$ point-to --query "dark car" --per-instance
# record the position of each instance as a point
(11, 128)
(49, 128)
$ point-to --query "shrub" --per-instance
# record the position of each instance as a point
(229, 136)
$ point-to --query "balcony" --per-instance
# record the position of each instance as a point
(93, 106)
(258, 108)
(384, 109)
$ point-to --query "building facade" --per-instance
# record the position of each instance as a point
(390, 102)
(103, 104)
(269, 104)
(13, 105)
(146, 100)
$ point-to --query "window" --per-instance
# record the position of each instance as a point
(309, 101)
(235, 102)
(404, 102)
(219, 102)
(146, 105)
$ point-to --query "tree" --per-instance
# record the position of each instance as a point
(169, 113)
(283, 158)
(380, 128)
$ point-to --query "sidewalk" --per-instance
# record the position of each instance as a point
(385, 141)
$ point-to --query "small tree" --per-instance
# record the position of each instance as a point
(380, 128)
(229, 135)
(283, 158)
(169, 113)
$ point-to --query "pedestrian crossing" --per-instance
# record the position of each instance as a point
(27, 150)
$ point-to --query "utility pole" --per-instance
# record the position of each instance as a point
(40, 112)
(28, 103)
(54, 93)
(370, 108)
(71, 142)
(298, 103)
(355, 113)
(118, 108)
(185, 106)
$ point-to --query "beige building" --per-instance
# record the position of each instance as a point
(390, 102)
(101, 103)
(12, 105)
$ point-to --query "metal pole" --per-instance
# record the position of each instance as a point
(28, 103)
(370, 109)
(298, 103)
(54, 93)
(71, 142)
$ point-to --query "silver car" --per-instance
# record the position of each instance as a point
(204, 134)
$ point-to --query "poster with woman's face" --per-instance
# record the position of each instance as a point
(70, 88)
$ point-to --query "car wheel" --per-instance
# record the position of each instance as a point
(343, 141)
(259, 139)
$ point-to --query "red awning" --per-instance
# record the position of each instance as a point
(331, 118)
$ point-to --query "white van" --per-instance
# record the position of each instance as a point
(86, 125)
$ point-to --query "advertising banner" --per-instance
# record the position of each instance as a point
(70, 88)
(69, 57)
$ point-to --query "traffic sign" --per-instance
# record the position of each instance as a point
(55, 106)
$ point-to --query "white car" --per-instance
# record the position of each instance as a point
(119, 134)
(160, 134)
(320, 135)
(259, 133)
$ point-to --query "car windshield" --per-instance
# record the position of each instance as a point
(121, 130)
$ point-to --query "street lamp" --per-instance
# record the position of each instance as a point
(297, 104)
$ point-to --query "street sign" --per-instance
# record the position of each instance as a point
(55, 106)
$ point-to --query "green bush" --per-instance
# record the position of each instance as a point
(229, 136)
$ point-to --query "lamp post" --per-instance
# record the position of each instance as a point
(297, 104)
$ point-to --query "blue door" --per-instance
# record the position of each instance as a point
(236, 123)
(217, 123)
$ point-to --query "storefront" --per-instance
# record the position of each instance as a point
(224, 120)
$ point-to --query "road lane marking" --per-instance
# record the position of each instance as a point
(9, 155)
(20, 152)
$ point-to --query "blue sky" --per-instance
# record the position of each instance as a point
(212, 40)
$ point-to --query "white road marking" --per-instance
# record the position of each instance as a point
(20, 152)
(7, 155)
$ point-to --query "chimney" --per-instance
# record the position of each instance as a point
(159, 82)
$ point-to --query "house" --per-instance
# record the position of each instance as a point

---

The problem ::
Once more, set down the full listing, verbatim.

Written answer ::
$ point-to --query "dark car" --per-instance
# record the position of each instance as a point
(11, 128)
(49, 128)
$ point-to --query "shrub" --per-instance
# record the position of each instance as a point
(229, 136)
$ point-to --query "balcony" --per-instance
# record the position of each instance as a point
(93, 106)
(258, 108)
(384, 109)
$ point-to --query "building facade" --per-instance
# record the position of each instance as a point
(390, 102)
(103, 104)
(269, 104)
(13, 105)
(146, 100)
$ point-to --query "window" --per-instance
# record the position of each instance as a point
(309, 101)
(235, 102)
(404, 102)
(219, 102)
(146, 105)
$ point-to --query "tree" --per-instance
# record the position of each instance as a point
(169, 113)
(283, 158)
(380, 128)
$ point-to --query "sidewalk" --per-instance
# record the position of each instance as a point
(385, 141)
$ point-to --query "small tree" --per-instance
# record the position of each instance as a point
(380, 128)
(229, 135)
(283, 158)
(169, 113)
$ point-to --query "pedestrian crossing" --per-instance
# record the position of each instance as a point
(27, 150)
$ point-to --query "utility pole" --per-instance
# record the position of each instance as a point
(40, 112)
(28, 103)
(54, 93)
(370, 108)
(71, 142)
(298, 103)
(355, 113)
(118, 108)
(185, 106)
$ point-to --query "beige building" --per-instance
# record the position of each instance as a point
(390, 102)
(101, 103)
(12, 105)
$ point-to --query "metal pole" --per-instance
# record the position of each instance as a point
(28, 103)
(370, 109)
(298, 103)
(54, 93)
(71, 142)
$ point-to --query "silver car" --per-instance
# record the position of each instance as a point
(204, 134)
$ point-to --query "poster with woman's face" --per-instance
# record the position of each instance as a point
(70, 88)
$ point-to --query "car wheel" --per-instance
# record the position of each instance as a point
(343, 141)
(259, 139)
$ point-to --query "red awning" --per-instance
# record the position of each instance as a point
(331, 118)
$ point-to --query "white van" --per-instance
# record the position of each instance as a point
(86, 125)
$ point-to --query "advertising banner" --per-instance
# record the position of each instance as a point
(70, 88)
(69, 57)
$ point-to --query "traffic sign" --per-instance
# record the position of each instance as a point
(55, 106)
$ point-to --query "white car" --per-instance
# record the position of each instance as a point
(119, 134)
(160, 134)
(320, 135)
(259, 133)
$ point-to --query "car windshield" --per-instance
# record the position of each instance as a point
(121, 130)
$ point-to --query "street lamp" --per-instance
# record the position of each instance as a point
(297, 104)
$ point-to --query "street sign" --per-instance
# record the position of each instance as a point
(55, 106)
$ point-to --query "green bush" --per-instance
# record the position of each instance as a point
(229, 136)
$ point-to --query "lamp post" --per-instance
# record the position of each instance as a point
(297, 104)
$ point-to --query "blue door" --per-instance
# record the position of each instance as a point
(236, 123)
(217, 123)
$ point-to --query "storefront" --per-instance
# record the position of each instance as a point
(224, 120)
$ point-to --query "road lane marking" --per-instance
# record the position of each instance as a point
(9, 155)
(20, 152)
$ point-to --query "blue sky" --per-instance
# record the position of each instance as a point
(212, 40)
$ point-to --query "white road marking" --per-instance
# record the position of each instance as a point
(20, 152)
(7, 155)
$ point-to --query "chimney" --per-instance
# record the position of each instance as a point
(159, 82)
$ point-to --query "house" --per-instance
# record the position of each instance as a point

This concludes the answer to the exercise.